* Start *

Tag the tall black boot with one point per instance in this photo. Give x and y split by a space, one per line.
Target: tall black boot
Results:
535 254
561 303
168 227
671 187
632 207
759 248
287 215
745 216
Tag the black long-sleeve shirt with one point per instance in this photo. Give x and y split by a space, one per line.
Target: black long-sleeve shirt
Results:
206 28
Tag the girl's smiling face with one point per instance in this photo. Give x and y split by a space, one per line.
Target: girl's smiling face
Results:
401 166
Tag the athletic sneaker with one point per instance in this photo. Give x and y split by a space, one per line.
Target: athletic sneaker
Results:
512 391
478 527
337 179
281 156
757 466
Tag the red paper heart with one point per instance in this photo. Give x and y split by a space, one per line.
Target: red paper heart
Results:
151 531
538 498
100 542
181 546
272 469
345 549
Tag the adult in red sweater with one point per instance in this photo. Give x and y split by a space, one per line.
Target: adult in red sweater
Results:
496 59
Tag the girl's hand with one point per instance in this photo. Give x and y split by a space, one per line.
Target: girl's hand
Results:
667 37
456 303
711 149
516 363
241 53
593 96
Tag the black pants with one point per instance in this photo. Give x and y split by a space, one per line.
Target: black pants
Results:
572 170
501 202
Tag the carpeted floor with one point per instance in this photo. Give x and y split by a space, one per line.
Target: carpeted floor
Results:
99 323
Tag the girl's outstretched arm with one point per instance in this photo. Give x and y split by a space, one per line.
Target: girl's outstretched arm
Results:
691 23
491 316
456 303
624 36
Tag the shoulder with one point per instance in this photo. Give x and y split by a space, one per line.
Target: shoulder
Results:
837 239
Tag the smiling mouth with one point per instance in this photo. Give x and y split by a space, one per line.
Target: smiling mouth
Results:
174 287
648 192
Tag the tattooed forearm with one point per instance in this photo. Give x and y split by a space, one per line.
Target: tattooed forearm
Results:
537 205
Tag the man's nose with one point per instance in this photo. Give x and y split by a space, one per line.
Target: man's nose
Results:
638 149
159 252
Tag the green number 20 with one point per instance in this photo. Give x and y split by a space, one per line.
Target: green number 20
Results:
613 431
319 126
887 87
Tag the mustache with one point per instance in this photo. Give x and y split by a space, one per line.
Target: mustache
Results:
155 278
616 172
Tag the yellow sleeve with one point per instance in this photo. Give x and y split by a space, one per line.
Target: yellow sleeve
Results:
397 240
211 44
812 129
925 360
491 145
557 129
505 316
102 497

* End *

→ Aim: Format the data above as a two-column CSV with the header row instruction,coordinates. Each row should hold one "Tag the…" sentence and the points listed under it. Put each value in double quotes, and replace line breaks with spaces.

→ Completed exercise:
instruction,coordinates
"Tag the tall black boot with one point per instance in this photo. Give x and y split by a space, one per line. Target: tall black boot Results:","535 254 561 303 168 227 671 187 632 207 759 248 287 215 745 216"
"Tag the black long-sleeve shirt with one point per instance in this photo. Give x and y split by a space, one per line. Target: black long-sleeve shirt Results:","206 28"
"Tag the girl's smiling face with one point per instance in this photo. Give x and y split by a space, one per line. Target: girl's smiling face Results:","401 166"
"Tag the athletic sneaker with one point per instance in this photo. Give x and y split by a space, one per line. Target: athletic sneaker Results:","512 391 478 527 337 179 281 156 757 466"
"Tag the red paper heart with one point per instance in this photo. Give x and y split by a space, one per line. Target: red paper heart Results:","151 531 538 498 100 542 181 546 272 469 345 549"
"Tag the adult in red sweater with one point per instance in this photo. Give x and y split by a space, one per line. Target: adult in red sweater Results:","496 59"
"Tag the girl's hand with one point per instance in this photo. Give x and y split by a space, one per line. Target: girl's hand Results:","667 37 456 303 711 149 516 363 241 53 593 96"
"Tag the black pants with one point per instance in this photo. Give x and y split by a space, one per line. Target: black pants Results:","572 170 501 202"
"Tag the carpeted floor with one point per instance in this photo. Give x and y split by a space, one per line. Target: carpeted floor Results:","99 323"
"Tag the girl's outstretched arm with one point per instance in this photo. Give x and y split by a space, one per line. Target: girl's outstretched arm Results:","691 23 491 316 456 303 624 36"
"Tag the shoulder with one point per instance in this photo. Give x and y split by a space, one per line. Target: shoulder Results:","837 239"
"Tag the smiling mouth with one point per instance in this photo. Give x and y split by a space, one per line. Target: smiling mouth Results:","174 287 648 192"
"Tag the tattooed forearm with one point per instance in this photo. Give x and y split by a space, one per line. Target: tattooed forearm Results:","537 205"
"Tag the man's nose with one point per instance in this photo. Give x and y split by a space, one per line. Target: man's nose Results:","638 149 159 252"
"Tag the green number 20 with one point per instance in this photo. Give x and y split by a space, one per line. Target: green number 20 Results:","613 431 319 126 887 87"
"Tag the mustache with one point per instance in this photo. Give x and y split by a space, one per line. Target: mustache Results:","155 278 616 172"
"Tag the yellow sleeve with one point per instance in this photo. Give x and y split by a space, one per line. Target: yellow sleeve Results:","397 240 211 44 812 129 925 360 491 145 557 129 505 316 102 497"